##### Text #####
# Looped Tube Length For Warmer Weather



## Performance Catapults (Feb 3, 2010)

For the past week or so, unseasonably warm weather has graced this part of the country. During this time while shooting looped tubes, my accuracy fell off. Likewise it seemed it took more energy to hold a draw with the same bands I was shooting just a couple of weeks ago. MJ was reporting the same results as well. The particular bands I'm referring to was the 1842GT Looped Tube bands.

When I initially did testing with these bands, the weather must have been a bit cooler than I previously stated. The temperature today is 79*, and all three lengths of looped 1842 tubes I sell and shoot, are 20fps faster on average than what I initially stated back in the early Fall. The GT's are hovering around 220fps, shooting 3/8" steel with a 30" draw. The Comp bands are around 210, and the Sport are 200+.

I'm going to assume the extra recoil with the warmer weather is affecting accuracy, with what I have been accustomed to feeling through the winter. I spent some time shooting this weekend with the Comp and Sport length 1842's, and accuracy is no issue with the Sport length set. 200fps is nothing to shake a stick at to boot.

So if anyone is noticing the same accuracy issue, try throttling it back with some longer length looped tubes, and I'm certain you'll see improvements.

- Jim


----------



## Knoll (Nov 10, 2011)
##### Excerpted data #####
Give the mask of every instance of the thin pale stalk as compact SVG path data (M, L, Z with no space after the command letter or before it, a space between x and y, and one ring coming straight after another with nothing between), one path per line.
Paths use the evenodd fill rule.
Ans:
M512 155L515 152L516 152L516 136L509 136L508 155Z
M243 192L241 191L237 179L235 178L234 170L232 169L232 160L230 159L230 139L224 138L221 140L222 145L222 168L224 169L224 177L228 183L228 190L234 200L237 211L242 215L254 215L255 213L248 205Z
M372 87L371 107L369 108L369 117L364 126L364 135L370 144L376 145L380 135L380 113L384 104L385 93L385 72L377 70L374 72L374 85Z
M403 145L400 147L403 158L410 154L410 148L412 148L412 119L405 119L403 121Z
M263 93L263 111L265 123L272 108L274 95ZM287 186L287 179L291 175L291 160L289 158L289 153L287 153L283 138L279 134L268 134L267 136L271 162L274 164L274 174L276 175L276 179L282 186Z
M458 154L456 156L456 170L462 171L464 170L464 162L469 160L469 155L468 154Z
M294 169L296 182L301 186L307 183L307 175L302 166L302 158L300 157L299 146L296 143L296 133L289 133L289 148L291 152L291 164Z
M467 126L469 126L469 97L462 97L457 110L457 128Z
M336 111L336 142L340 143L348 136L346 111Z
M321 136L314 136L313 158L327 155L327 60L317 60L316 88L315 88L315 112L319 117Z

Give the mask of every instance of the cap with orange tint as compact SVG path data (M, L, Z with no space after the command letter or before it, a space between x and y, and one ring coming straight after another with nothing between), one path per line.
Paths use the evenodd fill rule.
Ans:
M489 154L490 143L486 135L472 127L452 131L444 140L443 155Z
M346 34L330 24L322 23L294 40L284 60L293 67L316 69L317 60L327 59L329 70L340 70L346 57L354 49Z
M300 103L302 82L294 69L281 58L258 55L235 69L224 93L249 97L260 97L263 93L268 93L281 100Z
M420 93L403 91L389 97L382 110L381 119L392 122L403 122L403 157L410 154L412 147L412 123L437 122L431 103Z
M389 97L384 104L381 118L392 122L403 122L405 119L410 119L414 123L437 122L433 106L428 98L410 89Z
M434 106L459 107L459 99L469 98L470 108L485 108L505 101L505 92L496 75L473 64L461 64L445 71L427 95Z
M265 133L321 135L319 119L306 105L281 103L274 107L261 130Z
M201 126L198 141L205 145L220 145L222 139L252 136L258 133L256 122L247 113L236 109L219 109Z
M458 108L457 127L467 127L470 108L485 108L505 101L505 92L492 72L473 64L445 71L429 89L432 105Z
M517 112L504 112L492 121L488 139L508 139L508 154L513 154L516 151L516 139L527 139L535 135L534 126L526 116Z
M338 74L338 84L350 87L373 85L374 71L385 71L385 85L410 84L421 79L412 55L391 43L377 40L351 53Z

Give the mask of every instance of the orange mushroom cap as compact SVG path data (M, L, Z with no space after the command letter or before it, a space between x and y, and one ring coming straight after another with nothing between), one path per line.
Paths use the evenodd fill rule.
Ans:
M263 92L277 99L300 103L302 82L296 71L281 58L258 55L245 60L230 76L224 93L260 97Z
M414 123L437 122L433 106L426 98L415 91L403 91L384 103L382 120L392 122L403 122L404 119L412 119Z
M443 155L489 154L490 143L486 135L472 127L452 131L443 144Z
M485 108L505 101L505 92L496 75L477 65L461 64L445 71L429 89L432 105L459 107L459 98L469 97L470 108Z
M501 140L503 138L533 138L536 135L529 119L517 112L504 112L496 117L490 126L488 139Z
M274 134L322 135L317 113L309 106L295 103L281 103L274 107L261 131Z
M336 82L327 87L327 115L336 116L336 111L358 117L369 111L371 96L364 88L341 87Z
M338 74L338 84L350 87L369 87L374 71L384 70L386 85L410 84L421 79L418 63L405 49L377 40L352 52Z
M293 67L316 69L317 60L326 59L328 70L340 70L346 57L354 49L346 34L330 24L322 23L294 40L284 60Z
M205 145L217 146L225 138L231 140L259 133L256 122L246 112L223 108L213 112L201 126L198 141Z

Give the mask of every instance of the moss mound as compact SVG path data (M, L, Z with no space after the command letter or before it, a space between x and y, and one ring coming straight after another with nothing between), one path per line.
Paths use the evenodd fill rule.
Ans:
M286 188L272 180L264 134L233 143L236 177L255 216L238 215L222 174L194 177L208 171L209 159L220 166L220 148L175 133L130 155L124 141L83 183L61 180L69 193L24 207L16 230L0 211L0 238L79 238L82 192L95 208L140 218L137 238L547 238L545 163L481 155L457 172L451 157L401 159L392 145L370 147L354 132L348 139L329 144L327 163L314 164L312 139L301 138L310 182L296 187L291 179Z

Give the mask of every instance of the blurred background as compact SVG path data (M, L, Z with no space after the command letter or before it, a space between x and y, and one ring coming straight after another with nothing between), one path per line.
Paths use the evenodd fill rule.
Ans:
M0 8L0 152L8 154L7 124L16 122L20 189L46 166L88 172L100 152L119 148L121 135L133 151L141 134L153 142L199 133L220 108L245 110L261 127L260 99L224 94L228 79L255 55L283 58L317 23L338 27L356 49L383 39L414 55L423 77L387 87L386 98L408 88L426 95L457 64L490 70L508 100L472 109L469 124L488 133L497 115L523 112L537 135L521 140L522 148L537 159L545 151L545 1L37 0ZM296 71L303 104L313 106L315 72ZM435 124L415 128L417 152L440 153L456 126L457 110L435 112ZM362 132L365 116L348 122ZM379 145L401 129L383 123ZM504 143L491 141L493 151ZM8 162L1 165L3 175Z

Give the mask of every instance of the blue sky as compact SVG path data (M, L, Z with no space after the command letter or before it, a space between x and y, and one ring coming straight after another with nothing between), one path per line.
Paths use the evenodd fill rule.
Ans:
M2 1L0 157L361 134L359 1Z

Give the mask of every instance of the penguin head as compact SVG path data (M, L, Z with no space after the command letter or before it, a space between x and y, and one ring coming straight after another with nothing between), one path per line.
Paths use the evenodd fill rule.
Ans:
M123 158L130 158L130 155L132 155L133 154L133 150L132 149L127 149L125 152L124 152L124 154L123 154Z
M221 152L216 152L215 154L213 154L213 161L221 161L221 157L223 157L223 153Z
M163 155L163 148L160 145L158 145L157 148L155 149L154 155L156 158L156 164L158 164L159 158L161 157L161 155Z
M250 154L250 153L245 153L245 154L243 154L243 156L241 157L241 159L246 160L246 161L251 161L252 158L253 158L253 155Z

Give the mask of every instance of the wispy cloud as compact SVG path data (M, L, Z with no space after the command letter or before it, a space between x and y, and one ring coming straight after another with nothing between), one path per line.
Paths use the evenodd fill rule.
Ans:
#####
**Goal 1**
Give the lines of the records, starting with the line containing "Give the mask of every instance of the penguin" and going on through the line containing "M123 158L130 158L130", as a Markdown table with the columns Row and Line, numbering each row and leaving out blank lines.
**Goal 2**
Carry the forum thread on looped tube length for warmer weather forward from the point where it stops.

**Exercise answer 1**
| Row | Line |
|---|---|
| 1 | Give the mask of every instance of the penguin head as compact SVG path data (M, L, Z with no space after the command letter or before it, a space between x and y, and one ring coming straight after another with nothing between), one path per line. |
| 2 | Paths use the evenodd fill rule. |
| 3 | Ans: |
| 4 | M123 158L130 158L130 155L132 155L133 154L133 150L132 149L127 149L125 152L124 152L124 154L123 154Z |

**Exercise answer 2**
hmmmm ... shot a bunch in early afternoon AFTER shortening bands from 9" to 8 3/4 ... 3/4" latex. It was fairly warm ... likely pushing 80. Accuracy was in the toilet. Stopped in bit of disgust.

Then read your post. What the heck, why not try lengthening bands? Did so ... from 8 3/4 to 9". Went out and hit 22 of 41 on 2 3/4" bull from 33'. Tons better than earlier!

THANKS!!


----------



## flippinout (Jul 16, 2010)

If you are unable to lengthen the bands, try increasing the ammo size. This often helps balance the increased rate of of retraction due to warm weather.


----------



## Performance Catapults (Feb 3, 2010)

By lengthening the bands, I mean to just make another set, longer than the set you are currently using. It can be difficult to lengthen a set already rigged up


----------



## M.J (Nov 1, 2010)

Yeah, my looped tube accuracy fell apart when it got warm. I'll try some of the longer ones tomorrow.
Rubber is funny stuff!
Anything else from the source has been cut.